Object detection data:
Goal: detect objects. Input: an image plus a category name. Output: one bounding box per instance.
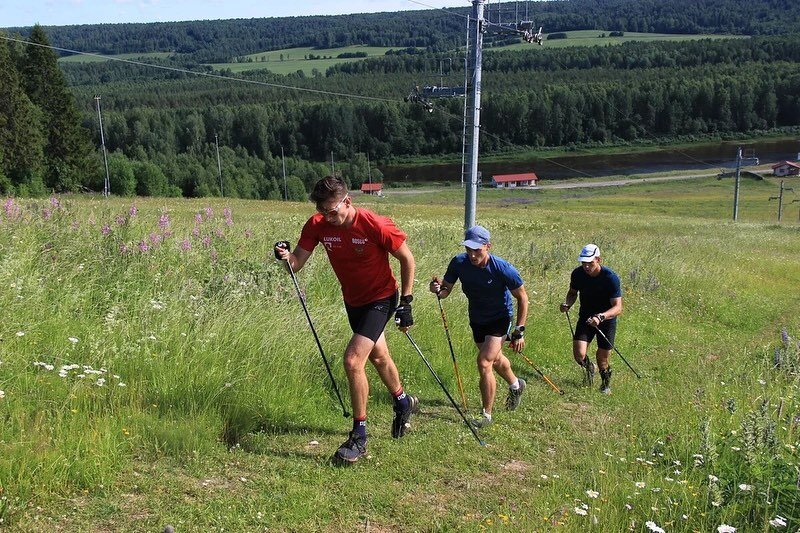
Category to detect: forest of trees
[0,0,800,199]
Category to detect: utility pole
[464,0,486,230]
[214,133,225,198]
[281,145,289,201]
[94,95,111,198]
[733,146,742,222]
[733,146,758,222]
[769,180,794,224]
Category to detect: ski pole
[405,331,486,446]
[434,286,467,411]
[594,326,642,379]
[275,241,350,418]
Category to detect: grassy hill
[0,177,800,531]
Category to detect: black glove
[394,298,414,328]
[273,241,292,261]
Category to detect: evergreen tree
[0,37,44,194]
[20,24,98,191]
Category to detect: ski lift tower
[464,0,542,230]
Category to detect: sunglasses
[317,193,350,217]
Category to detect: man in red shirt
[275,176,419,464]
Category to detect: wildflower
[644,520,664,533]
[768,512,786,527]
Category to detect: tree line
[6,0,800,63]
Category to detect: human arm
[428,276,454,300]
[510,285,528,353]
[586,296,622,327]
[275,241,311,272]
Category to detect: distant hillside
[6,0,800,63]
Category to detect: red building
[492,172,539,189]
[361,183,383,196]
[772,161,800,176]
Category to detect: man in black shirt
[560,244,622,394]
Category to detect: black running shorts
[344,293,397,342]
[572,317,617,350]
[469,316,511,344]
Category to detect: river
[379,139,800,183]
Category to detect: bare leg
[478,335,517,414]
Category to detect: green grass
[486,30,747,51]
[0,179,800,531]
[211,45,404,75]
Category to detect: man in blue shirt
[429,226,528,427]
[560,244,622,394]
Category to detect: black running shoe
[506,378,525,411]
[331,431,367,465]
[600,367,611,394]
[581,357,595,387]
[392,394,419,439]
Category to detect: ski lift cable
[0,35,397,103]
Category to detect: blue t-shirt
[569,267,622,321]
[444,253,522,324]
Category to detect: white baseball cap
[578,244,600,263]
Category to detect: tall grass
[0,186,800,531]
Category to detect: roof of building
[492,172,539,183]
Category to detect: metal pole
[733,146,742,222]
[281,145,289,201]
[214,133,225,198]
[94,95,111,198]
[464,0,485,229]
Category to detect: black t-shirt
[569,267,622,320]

_What you have to do:_ Reproduce verbatim every line of the records from the line containing "Category to detect: human arm" through the line containing "[0,186,800,531]", including both of those lines.

_Answer for this exercise:_
Category to detect: human arm
[428,276,454,300]
[510,285,528,353]
[586,296,622,327]
[275,241,311,272]
Category to detect: distant hillside
[6,0,800,63]
Category to detect: red building
[492,172,539,189]
[361,183,383,196]
[772,161,800,176]
Category to detect: man in black shirt
[560,244,622,394]
Category to detect: black running shorts
[344,293,397,342]
[572,317,617,350]
[469,316,511,344]
Category to detect: river
[379,139,800,183]
Category to detect: bare leg
[478,335,517,414]
Category to detect: green grass
[486,30,747,51]
[0,179,800,531]
[211,45,404,75]
Category to detect: man in blue shirt
[429,226,528,427]
[560,244,622,394]
Category to detect: black running shoe
[506,378,525,411]
[331,431,367,465]
[600,367,611,394]
[581,357,595,387]
[392,394,419,439]
Category to detect: ski lift cable
[0,35,397,103]
Category to detect: blue t-shirt
[569,267,622,321]
[444,253,522,324]
Category to detect: white baseball cap
[578,244,600,263]
Category to detect: tall grass
[0,186,800,531]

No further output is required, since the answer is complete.